What is System Design: Social Media Feed?

Design a social media feed like Twitter covering fan-out strategies, timeline generation, caching, media storage, and scaling for millions of users

System Design: Social Media Feed - System Design Tutorial | TechLead

Q: Step 4: Caching Strategies

Caching is essential for feed performance. With billions of timeline reads per day, we need a multi-layered caching strategy.

Problem Statement

Design a social media feed system similar to Twitter or Instagram. Users can create posts, follow other users, and view a personalized timeline of posts from people they follow. This is one of the most popular and complex system design questions because it involves real-time data, massive scale, and sophisticated caching strategies.

Step 1: Requirements

Functional Requirements

Users can create text posts (tweets) with optional media
Users can follow/unfollow other users
Users can view their home timeline (posts from people they follow)
Users can view a specific user's profile timeline
Posts appear in reverse chronological order (with optional ranking)

Non-Functional Requirements

Timeline generation should be fast (<200ms)
High availability (the feed is the core experience)
Eventual consistency is acceptable (a post appearing a few seconds late is OK)
Support for 500 million users, 200 million daily active users

Scale Estimates

Metric	Estimate
Daily active users	200 million
Average posts per user/day	2
New posts per day	400 million
Average followers per user	200
Timeline views per user/day	5
Timeline reads per day	1 billion

Step 2: Data Model

// Core data models
interface User {
  id: string;
  username: string;
  displayName: string;
  avatarUrl: string;
  followerCount: number;
  followingCount: number;
  createdAt: Date;
}

interface Post {
  id: string;           // Snowflake ID (contains timestamp)
  userId: string;
  content: string;
  mediaUrls: string[];  // Images, videos stored in object storage
  likeCount: number;
  repostCount: number;
  replyCount: number;
  createdAt: Date;
}

interface Follow {
  followerId: string;   // The user who follows
  followeeId: string;   // The user being followed
  createdAt: Date;
}

// Timeline entry (cached in Redis)
interface TimelineEntry {
  postId: string;
  userId: string;
  timestamp: number;    // For sorting
}

Step 3: Fan-out on Write vs Fan-out on Read

This is the most critical design decision for a social media feed. When a user publishes a post, how does it end up in their followers' timelines?

Fan-out on Write (Push Model)

When a user publishes a post, the system immediately pushes the post to the timeline cache of every follower. Each user's timeline is pre-computed and stored in Redis.

Fan-out on Read (Pull Model)

When a user opens their timeline, the system pulls posts from all the users they follow, merges them, and sorts by time. No pre-computation happens at write time.

Fan-out Strategy Comparison

Aspect	Fan-out on Write	Fan-out on Read
Write Cost	High (push to N followers)	Low (write post once)
Read Cost	Low (timeline pre-computed)	High (merge N feeds in real-time)
Timeline Latency	Very fast reads	Slower reads
Celebrity Problem	Millions of writes per post	No issue (pulled on demand)
Inactive Users	Wasted writes for users who never check	No wasted work
Consistency	Post visible after fan-out completes	Always up-to-date

The Hybrid Approach (What Twitter Actually Uses)

### Dataset records

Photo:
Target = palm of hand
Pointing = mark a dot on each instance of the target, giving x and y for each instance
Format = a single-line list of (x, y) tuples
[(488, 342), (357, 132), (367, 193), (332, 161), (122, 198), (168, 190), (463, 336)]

### Set task A
Extract the passage of the social media feed design text from "Problem Statement" up to and including "people they follow)", keeping every word unchanged.
### Set task B
Answer these questions using the social media feed design text.
(i) What is the target time for timeline generation?
(ii) In the push model, where is each user's pre-computed timeline stored?
(iii) How many new posts per day does the scale estimate give?
### Set task C
Proceed with the social media feed design text, picking up right after its last line.
The entries come from a different source than the social media feed design text.

### Task result A
Problem Statement

Design a social media feed system similar to Twitter or Instagram. Users can create posts, follow other users, and view a personalized timeline of posts from people they follow. This is one of the most popular and complex system design questions because it involves real-time data, massive scale, and sophisticated caching strategies.

Step 1: Requirements

Functional Requirements

Users can create text posts (tweets) with optional media
Users can follow/unfollow other users
Users can view their home timeline (posts from people they follow)

### Task result B
(i) Under 200ms.
(ii) In Redis.
(iii) 400 million.

### Task result C
Twitter uses a hybrid model. Most users use fan-out on write. Celebrity accounts (users with millions of followers) use fan-out on read. When you open your timeline, it merges your pre-computed cached timeline with real-time fetches from celebrity accounts you follow.

const CELEBRITY_THRESHOLD = 50_000; // Followers threshold

class FeedService {
  private cache: RedisClient;
  private db: Database;
  private messageQueue: MessageQueue;

  // When a user creates a post
  async publishPost(userId: string, post: Post): Promise<void> {
    // Save the post to the database
    await this.db.posts.insert(post);

    const followerCount = await this.db.getFollowerCount(userId);

    if (followerCount < CELEBRITY_THRESHOLD) {
      // Fan-out on write: push to followers' timelines
      await this.messageQueue.publish("fanout", {
        postId: post.id,
        userId,
        timestamp: post.createdAt.getTime(),
      });
    }
    // Celebrities: their posts are fetched on read (fan-out on read)
  }

  // Fan-out worker processes
  async processFanout(event: FanoutEvent): Promise<void> {
    const followers = await this.db.getFollowerIds(event.userId);

    // Push to each follower's timeline cache (Redis sorted set)
    const pipeline = this.cache.pipeline();
    for (const followerId of followers) {
      pipeline.zadd(`timeline:${followerId}`, event.timestamp, event.postId);
      // Trim timeline to keep only latest 800 posts
      pipeline.zremrangebyrank(`timeline:${followerId}`, 0, -801);
    }
    await pipeline.exec();
  }

  // When a user views their timeline
  async getTimeline(userId: string, page = 0, pageSize = 20): Promise<Post[]> {
    const start = page * pageSize;
    const end = start + pageSize - 1;

    // Get pre-computed timeline entries from cache
    const cachedPostIds = await this.cache.zrevrange(
      `timeline:${userId}`,
      start,
      end
    );

    // Get posts from celebrities this user follows (fan-out on read)
    const celebrities = await this.getCelebritiesFollowed(userId);
    const celebrityPosts = await this.getRecentPostsFromUsers(celebrities);

    // Merge and sort
    const allPostIds = this.mergeAndSort(cachedPostIds, celebrityPosts);

    // Fetch full post objects
    return this.db.posts.findByIds(allPostIds.slice(0, pageSize));
  }
}

Step 4: Caching Strategies

Caching is essential for feed performance. With billions of timeline reads per day, we need a multi-layered caching strategy.

What to Cache

Timeline Cache (Redis Sorted Set): Each user's timeline as a sorted set of post IDs scored by timestamp. Keeps the latest 800 entries.
Post Cache: Full post objects cached by ID. Avoids database reads for popular posts.
User Cache: User profile data (name, avatar) cached since it appears on every post in the feed.
Social Graph Cache: Follower/following lists cached for quick lookups during fan-out.
Count Cache: Like counts, repost counts updated via atomic Redis increments.

// Redis data structures for feed caching

class FeedCache {
  // Timeline: Sorted Set (post IDs scored by timestamp)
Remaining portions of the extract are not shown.